- Requirement -
Identify each line of the items that contains the string "wooden", and copy those lines. Matching is case-sensitive.

[start Exercise inputs]

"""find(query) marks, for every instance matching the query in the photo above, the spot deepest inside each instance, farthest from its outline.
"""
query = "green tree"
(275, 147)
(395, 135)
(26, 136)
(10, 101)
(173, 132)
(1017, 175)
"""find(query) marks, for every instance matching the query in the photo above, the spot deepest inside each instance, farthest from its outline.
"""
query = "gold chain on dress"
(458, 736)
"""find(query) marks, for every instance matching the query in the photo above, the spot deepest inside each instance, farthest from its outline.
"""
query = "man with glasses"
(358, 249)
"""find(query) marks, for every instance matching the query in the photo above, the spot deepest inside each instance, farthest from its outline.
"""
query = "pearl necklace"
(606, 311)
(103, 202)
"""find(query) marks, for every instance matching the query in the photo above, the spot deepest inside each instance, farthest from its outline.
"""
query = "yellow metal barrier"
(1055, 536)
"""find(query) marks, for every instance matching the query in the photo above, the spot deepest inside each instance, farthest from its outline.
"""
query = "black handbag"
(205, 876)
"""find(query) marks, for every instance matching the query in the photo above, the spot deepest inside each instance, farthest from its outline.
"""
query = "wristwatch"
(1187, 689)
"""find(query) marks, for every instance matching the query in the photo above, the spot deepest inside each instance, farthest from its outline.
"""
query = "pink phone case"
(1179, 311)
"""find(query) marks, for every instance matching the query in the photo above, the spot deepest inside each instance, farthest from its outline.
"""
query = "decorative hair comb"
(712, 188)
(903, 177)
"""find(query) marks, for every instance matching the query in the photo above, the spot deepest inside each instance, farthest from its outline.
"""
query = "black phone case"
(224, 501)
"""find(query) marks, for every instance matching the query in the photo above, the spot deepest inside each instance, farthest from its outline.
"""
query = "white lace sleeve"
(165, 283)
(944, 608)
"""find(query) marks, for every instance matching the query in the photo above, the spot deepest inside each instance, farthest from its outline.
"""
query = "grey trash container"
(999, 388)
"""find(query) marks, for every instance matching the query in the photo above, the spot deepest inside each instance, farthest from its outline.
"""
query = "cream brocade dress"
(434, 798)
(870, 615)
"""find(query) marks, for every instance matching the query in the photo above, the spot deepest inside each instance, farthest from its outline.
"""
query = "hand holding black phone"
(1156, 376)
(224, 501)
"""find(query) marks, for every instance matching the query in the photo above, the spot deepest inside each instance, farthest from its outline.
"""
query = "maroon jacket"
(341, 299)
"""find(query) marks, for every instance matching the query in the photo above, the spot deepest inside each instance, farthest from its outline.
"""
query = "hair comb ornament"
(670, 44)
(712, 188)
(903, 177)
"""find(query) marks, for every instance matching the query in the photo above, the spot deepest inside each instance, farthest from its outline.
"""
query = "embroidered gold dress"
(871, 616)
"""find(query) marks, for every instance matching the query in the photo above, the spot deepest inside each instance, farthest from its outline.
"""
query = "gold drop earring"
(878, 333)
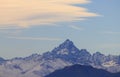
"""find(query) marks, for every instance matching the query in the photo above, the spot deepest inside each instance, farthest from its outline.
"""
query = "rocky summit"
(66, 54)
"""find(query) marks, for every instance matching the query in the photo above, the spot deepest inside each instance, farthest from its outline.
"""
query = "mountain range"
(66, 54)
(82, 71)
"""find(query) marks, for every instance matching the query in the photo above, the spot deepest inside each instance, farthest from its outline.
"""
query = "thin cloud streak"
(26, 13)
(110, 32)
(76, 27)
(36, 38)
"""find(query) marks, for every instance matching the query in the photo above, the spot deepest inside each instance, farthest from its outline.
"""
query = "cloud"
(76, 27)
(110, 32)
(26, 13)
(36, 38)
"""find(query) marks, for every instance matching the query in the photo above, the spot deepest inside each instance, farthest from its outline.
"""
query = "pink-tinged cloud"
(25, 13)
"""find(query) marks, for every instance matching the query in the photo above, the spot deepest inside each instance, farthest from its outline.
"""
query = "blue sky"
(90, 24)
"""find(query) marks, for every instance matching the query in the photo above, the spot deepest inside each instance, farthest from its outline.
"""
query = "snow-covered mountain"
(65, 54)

[end Exercise inputs]
[start Exercise inputs]

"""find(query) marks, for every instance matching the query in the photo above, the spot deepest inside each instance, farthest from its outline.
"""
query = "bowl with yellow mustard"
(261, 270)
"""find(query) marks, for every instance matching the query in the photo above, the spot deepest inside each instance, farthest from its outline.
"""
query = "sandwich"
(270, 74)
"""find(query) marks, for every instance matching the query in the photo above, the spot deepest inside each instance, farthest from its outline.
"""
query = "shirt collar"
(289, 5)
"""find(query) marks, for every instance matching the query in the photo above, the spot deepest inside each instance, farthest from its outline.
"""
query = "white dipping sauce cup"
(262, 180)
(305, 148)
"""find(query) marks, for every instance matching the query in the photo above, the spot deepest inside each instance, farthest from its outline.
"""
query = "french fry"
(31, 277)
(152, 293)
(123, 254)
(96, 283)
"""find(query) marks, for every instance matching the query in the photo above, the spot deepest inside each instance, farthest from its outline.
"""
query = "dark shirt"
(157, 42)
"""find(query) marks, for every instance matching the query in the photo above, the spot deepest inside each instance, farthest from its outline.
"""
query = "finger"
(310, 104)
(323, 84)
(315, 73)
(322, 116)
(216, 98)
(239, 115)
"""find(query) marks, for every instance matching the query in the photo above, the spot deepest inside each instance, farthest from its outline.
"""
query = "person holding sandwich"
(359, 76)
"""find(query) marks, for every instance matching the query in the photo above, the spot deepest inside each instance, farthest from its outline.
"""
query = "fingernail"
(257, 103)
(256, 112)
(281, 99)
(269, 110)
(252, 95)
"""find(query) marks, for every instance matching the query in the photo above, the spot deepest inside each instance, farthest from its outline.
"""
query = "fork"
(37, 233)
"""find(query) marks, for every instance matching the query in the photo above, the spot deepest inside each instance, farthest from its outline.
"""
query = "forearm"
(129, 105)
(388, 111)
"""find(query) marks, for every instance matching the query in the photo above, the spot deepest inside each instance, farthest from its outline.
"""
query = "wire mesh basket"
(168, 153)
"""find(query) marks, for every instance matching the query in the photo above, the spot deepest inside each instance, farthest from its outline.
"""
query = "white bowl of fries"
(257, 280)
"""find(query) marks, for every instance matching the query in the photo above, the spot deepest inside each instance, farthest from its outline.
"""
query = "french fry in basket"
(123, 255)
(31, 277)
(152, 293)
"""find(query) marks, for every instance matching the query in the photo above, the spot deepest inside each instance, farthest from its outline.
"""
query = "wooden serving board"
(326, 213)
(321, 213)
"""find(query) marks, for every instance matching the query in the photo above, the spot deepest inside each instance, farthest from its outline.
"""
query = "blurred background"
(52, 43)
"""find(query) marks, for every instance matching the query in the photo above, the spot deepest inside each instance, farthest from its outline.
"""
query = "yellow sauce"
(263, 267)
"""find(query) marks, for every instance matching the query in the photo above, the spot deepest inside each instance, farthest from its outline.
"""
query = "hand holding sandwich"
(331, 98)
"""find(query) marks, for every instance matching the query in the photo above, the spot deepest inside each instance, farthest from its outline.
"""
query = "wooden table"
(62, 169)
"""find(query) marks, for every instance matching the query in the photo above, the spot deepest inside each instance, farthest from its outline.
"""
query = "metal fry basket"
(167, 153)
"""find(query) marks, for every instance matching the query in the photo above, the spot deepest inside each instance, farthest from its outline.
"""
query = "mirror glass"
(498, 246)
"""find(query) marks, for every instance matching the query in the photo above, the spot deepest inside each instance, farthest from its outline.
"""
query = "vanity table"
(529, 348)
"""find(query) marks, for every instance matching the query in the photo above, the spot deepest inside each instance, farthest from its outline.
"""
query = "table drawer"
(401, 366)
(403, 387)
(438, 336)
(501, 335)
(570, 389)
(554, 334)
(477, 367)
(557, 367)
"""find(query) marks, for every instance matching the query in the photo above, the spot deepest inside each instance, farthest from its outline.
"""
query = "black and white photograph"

[end Exercise inputs]

- Solution to this exercise -
query = "wooden serving board"
query = "wooden table"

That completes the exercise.